*Task to carry out*.
Reproduce each line of the material exactly as it reads.
BEGIN
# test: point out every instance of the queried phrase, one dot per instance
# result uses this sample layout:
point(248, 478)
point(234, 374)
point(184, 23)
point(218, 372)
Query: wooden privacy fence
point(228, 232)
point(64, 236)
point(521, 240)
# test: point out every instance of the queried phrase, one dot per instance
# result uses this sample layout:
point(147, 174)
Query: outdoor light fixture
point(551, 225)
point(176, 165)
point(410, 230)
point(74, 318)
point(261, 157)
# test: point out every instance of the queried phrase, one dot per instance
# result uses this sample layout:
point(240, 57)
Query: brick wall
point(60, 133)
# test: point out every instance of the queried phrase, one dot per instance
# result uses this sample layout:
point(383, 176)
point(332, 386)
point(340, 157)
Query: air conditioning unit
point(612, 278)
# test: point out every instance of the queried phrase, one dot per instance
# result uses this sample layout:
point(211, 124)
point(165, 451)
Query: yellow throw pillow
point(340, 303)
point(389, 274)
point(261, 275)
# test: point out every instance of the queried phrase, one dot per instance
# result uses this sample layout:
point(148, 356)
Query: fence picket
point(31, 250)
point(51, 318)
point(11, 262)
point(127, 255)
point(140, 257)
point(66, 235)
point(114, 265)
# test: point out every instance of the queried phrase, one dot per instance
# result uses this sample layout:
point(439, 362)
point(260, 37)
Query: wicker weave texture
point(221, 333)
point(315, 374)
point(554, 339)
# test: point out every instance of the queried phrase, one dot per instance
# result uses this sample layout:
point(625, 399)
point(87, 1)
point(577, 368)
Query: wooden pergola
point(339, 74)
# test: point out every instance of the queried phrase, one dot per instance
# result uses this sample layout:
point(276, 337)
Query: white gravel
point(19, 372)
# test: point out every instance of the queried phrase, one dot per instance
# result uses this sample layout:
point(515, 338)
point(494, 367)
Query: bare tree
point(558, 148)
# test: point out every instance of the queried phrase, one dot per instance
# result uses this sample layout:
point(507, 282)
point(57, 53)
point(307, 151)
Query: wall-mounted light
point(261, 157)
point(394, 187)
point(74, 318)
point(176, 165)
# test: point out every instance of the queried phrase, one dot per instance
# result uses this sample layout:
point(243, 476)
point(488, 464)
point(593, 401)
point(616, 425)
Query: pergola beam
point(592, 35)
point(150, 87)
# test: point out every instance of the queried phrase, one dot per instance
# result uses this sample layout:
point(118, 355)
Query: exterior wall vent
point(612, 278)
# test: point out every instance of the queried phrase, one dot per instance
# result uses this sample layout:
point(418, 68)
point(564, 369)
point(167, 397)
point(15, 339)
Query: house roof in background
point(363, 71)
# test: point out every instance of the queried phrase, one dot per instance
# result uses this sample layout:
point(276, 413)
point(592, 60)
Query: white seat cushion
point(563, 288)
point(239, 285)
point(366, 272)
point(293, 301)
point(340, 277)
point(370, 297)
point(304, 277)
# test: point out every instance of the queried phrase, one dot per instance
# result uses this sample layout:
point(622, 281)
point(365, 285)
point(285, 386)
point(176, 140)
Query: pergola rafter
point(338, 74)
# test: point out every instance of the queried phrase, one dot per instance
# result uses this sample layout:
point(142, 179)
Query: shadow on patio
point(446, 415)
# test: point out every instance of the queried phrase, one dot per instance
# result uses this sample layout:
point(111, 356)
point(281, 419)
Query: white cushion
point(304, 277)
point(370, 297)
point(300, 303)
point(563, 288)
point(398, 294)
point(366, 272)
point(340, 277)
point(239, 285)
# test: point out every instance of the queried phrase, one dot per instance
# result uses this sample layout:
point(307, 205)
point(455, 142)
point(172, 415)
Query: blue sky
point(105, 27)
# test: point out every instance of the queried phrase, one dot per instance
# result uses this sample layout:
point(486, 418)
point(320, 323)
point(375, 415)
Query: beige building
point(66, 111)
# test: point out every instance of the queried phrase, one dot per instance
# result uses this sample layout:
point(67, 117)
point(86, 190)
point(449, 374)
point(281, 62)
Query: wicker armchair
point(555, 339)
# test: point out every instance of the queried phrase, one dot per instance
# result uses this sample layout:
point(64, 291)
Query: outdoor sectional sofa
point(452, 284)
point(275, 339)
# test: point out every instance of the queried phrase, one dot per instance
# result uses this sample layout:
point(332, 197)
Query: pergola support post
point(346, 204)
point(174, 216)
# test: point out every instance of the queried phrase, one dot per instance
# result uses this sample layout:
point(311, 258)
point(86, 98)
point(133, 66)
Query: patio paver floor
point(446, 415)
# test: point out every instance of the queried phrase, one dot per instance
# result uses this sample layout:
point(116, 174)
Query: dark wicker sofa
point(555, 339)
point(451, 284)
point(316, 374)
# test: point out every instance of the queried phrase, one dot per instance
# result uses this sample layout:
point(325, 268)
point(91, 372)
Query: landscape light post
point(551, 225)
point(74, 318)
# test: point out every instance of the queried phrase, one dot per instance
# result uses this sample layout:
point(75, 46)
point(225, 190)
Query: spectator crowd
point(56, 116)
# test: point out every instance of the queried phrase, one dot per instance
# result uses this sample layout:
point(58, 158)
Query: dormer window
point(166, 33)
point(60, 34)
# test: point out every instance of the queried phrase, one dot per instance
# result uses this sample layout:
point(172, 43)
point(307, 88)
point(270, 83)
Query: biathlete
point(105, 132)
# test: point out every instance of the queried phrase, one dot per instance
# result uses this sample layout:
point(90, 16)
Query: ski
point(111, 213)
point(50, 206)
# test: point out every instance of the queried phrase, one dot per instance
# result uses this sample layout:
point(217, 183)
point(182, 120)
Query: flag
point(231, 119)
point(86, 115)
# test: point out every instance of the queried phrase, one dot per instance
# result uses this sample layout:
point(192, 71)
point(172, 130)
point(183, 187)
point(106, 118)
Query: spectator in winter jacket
END
*Your solution*.
# test: point out every instance of the queried phrase, one dot per instance
# result uses this sample layout:
point(248, 478)
point(234, 374)
point(184, 23)
point(218, 372)
Query: wooden privacy fence
point(228, 232)
point(64, 236)
point(521, 240)
# test: point out every instance of the queried phrase, one dot per instance
# result uses this sample layout:
point(147, 174)
Query: outdoor light fixture
point(551, 225)
point(176, 165)
point(410, 230)
point(74, 318)
point(261, 157)
# test: point out every instance of the queried phrase, one dot per instance
# result uses this sample layout:
point(240, 57)
Query: brick wall
point(60, 133)
# test: point out every instance of the queried phrase, one dot per instance
# result uses this sample layout:
point(383, 176)
point(332, 386)
point(340, 157)
Query: air conditioning unit
point(612, 278)
# test: point out every instance of the queried phrase, one dot per instance
# result uses this sample layout:
point(211, 124)
point(165, 451)
Query: yellow throw pillow
point(340, 303)
point(389, 274)
point(261, 275)
# test: point out every instance of the queried phrase, one dot per instance
# result uses this sample layout:
point(148, 356)
Query: fence picket
point(31, 250)
point(51, 318)
point(11, 262)
point(127, 255)
point(140, 257)
point(66, 235)
point(114, 265)
# test: point out every instance of the queried phrase, one dot per instance
# result uses this sample layout:
point(439, 362)
point(260, 37)
Query: wicker weave texture
point(221, 333)
point(315, 374)
point(554, 339)
# test: point out every instance of the queried phrase, one dot per instance
# result uses this sample layout:
point(625, 399)
point(87, 1)
point(577, 368)
Query: wooden pergola
point(339, 74)
# test: point out every instance of the queried phrase, one dot per instance
# result uses this sample layout:
point(276, 337)
Query: white gravel
point(19, 372)
# test: point out every instance of the queried phrase, one dot per instance
# result uses this sample layout:
point(515, 338)
point(494, 367)
Query: bare tree
point(558, 148)
# test: point out every instance of the queried phrase, one dot per instance
# result uses this sample layout:
point(507, 282)
point(57, 53)
point(307, 151)
Query: wall-mounted light
point(261, 157)
point(394, 187)
point(74, 318)
point(176, 165)
# test: point out every instance of the queried phrase, one dot per instance
# result uses this sample layout:
point(243, 476)
point(488, 464)
point(593, 401)
point(616, 425)
Query: pergola beam
point(592, 35)
point(150, 87)
# test: point out every instance of the queried phrase, one dot per instance
# result uses this sample layout:
point(118, 355)
Query: exterior wall vent
point(612, 278)
# test: point out every instance of the queried phrase, one dot per instance
# result uses this sample layout:
point(418, 68)
point(564, 369)
point(167, 397)
point(15, 339)
Query: house roof in background
point(363, 71)
# test: point out every instance of the queried phrase, one dot per instance
# result uses this sample layout:
point(276, 413)
point(592, 60)
Query: white seat cushion
point(563, 288)
point(239, 285)
point(366, 272)
point(293, 301)
point(340, 277)
point(370, 297)
point(304, 277)
# test: point out every instance of the queried phrase, one dot per instance
# result uses this sample layout:
point(622, 281)
point(365, 285)
point(285, 386)
point(176, 140)
Query: pergola rafter
point(338, 74)
# test: point out every instance of the queried phrase, one dot per instance
# result uses this sample layout:
point(142, 179)
Query: shadow on patio
point(446, 415)
# test: point out every instance of the queried phrase, one dot per instance
# result uses this sample layout:
point(111, 356)
point(281, 419)
Query: white cushion
point(304, 277)
point(370, 297)
point(300, 303)
point(563, 288)
point(398, 294)
point(366, 272)
point(340, 277)
point(239, 285)
# test: point out every instance of the queried phrase, one dot per instance
# result uses this sample layout:
point(307, 205)
point(455, 142)
point(172, 415)
Query: blue sky
point(105, 27)
# test: point out every instance of the queried phrase, one dot per instance
# result uses this sample layout:
point(486, 418)
point(320, 323)
point(375, 415)
Query: beige building
point(66, 111)
# test: point out every instance of the queried phrase, one dot per instance
# result uses this sample layout:
point(67, 117)
point(86, 190)
point(449, 374)
point(281, 62)
Query: wicker armchair
point(555, 339)
# test: point out every instance of the queried phrase, one dot per instance
# result uses this sample layout:
point(64, 291)
Query: outdoor sectional sofa
point(452, 284)
point(275, 339)
# test: point out every instance of the queried phrase, one dot per instance
# result uses this sample layout:
point(332, 197)
Query: pergola support post
point(346, 204)
point(174, 216)
# test: point out every instance of the queried phrase, one dot per instance
# result uses this sample layout:
point(311, 258)
point(86, 98)
point(133, 66)
Query: patio paver floor
point(446, 415)
# test: point out every instance of the queried phrase, one dot per instance
# result uses this sample layout:
point(116, 174)
Query: dark wicker sofa
point(555, 339)
point(451, 284)
point(316, 374)
# test: point out every instance of the queried phrase, one dot per instance
# result uses this sample layout:
point(325, 268)
point(91, 372)
Query: landscape light post
point(551, 225)
point(74, 318)
# test: point out every instance of the queried phrase, one dot per instance
# result uses this sample layout:
point(75, 46)
point(225, 190)
Query: spectator crowd
point(56, 116)
# test: point out every instance of the queried phrase, one dot per instance
# result uses this sample layout:
point(58, 158)
Query: dormer window
point(166, 33)
point(60, 34)
# test: point out every instance of the queried phrase, one dot per instance
# result uses this sample layout:
point(172, 43)
point(307, 88)
point(270, 83)
Query: biathlete
point(105, 132)
# test: point out every instance of the queried phrase, one dot per instance
# result uses this sample layout:
point(90, 16)
Query: ski
point(111, 213)
point(50, 206)
# test: point out every instance of the queried phrase, one dot per instance
# result uses this sample layout:
point(217, 183)
point(182, 120)
Query: flag
point(231, 119)
point(86, 115)
# test: point out every instance of the queried phrase, one dot per instance
# result uses this sample layout:
point(192, 71)
point(172, 130)
point(183, 187)
point(106, 118)
Query: spectator in winter jacket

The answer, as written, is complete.